* Start SELECTED EXTRACT *
Cambridge Deerfield Players Theater

Cambridge Historic School Gym

213 S. St., Cambridge

Tickets: At the door and at cdplayerstheater.com

Mary Poppins

Friday and Saturday, July 12 and 13, 7 p.m.

Sunday, July 14, 2 p.m. matinee

Friday and Saturday, July 19 and 20, 7 p.m.

Sunday, July 21, 2 p.m. matinee

Peter Pan Jr.

Thursday, Friday and Saturday, August 22, 23 and 24, 7 p.m.

Saturday, Aug. 24, 11 a.m. matinee

Sunday, Aug. 25, 2 p.m. matinee

Cambridge Deerfield Players Theater will stage two productions this summer at the Cambridge Historical School, 213 S. St. The adult-cast show, July 12-14 and July 19-21, will be “Mary Poppins.” The children’s cast show, Aug. 22-25, will be “Peter Pan Jr.”

Four of the organization’s leaders – Virginia Becker, co-director of “Mary Poppins” and costume director for both productions; Judy Brandt, founder of CD Players and director of “Peter Pan Jr.”; Deanne Herrling, president of CD Players and co-director of “Mary Poppins,”; and Betsy Bamlett, a CD Players board member, the group's music director and co-director of “Mary Poppins,” spoke recently about this year’s shows and the past and future of CD Players.
* End SELECTED EXTRACT *
* Start DATA LINES *
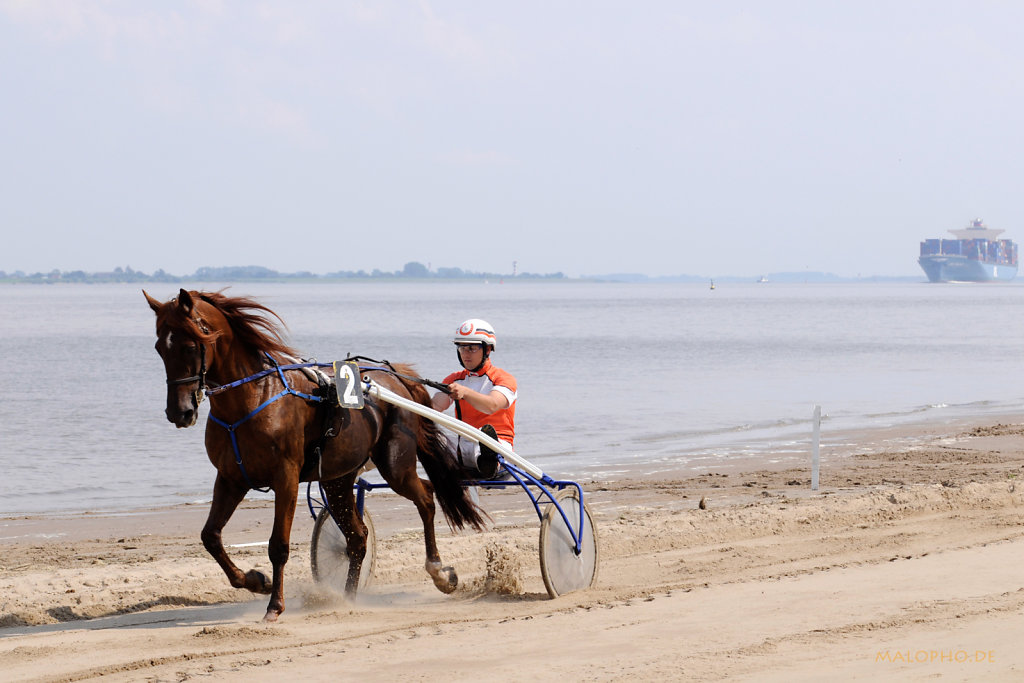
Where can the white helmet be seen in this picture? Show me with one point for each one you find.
(475, 331)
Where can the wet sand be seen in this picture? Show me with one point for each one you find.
(905, 563)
* End DATA LINES *
* **WORK TO COMPLETE**:
- A) Write out the passage of the summer theater listing, starting at "Cambridge Deerfield Players Theater will" and ending at "of CD Players.".
- B) Extend the summer theater listing from its last sentence onward.

* **RESPONSES IN ORDER**:
- A)
Cambridge Deerfield Players Theater will stage two productions this summer at the Cambridge Historical School, 213 S. St. The adult-cast show, July 12-14 and July 19-21, will be “Mary Poppins.” The children’s cast show, Aug. 22-25, will be “Peter Pan Jr.”

Four of the organization’s leaders – Virginia Becker, co-director of “Mary Poppins” and costume director for both productions; Judy Brandt, founder of CD Players and director of “Peter Pan Jr.”; Deanne Herrling, president of CD Players and co-director of “Mary Poppins,”; and Betsy Bamlett, a CD Players board member, the group's music director and co-director of “Mary Poppins,” spoke recently about this year’s shows and the past and future of CD Players.

- B)
Q: Picking the shows for each summer is a process. How did you settle on the 2019 productions?

Virginia: We picked “Mary Poppins” because it’s a favorite for families. It has a large cast of all different ages, perfect for community theater. We thought the music was iconic.

Betsy: (Mary Poppins) is fun and everybody knows it. They feel more involved because it’s something they already know.

Q: This year, Judy passed on the reins of the adult show but will remain director of the children’s show. How has that transition gone?

Judy: It was really hard for me, but health reasons forced me to step down. I have tried my best to stay away so they can do it their way.

Virginia: We’re just happy that Judy’s still doing the kids’ show. She’s the person that started CD players. We’re just riding on her coattails.

Betsy: She just has this talent to bring out so much from them, to show the kids that there’s so much more you can do.

Virginia: Judy Brandt is the best director I have ever worked with. She’s very positive, she’s organized, she doesn’t make anyone feel like their voice doesn’t count. 

Deanne: We’ve learned a lot from her over the years. We would be having a much harder time now trying to do this first show, if we didn’t have her. 

Virginia: To be able to carry on with the adult show -- so that adults in the community can have opportunities to sing and dance, make fools of themselves on stage -- is really precious to me. Having worked with Judy the last six summers, it’s been something that I’ve always wanted to do. It’s a learning process and you keep learning and trying things out until it fits. It’s a lot of visualizing and drawing and talking and thinking through how the actors are going to work on the set and how the set is going to be made on a small stage and how the props are going to fit in the wings.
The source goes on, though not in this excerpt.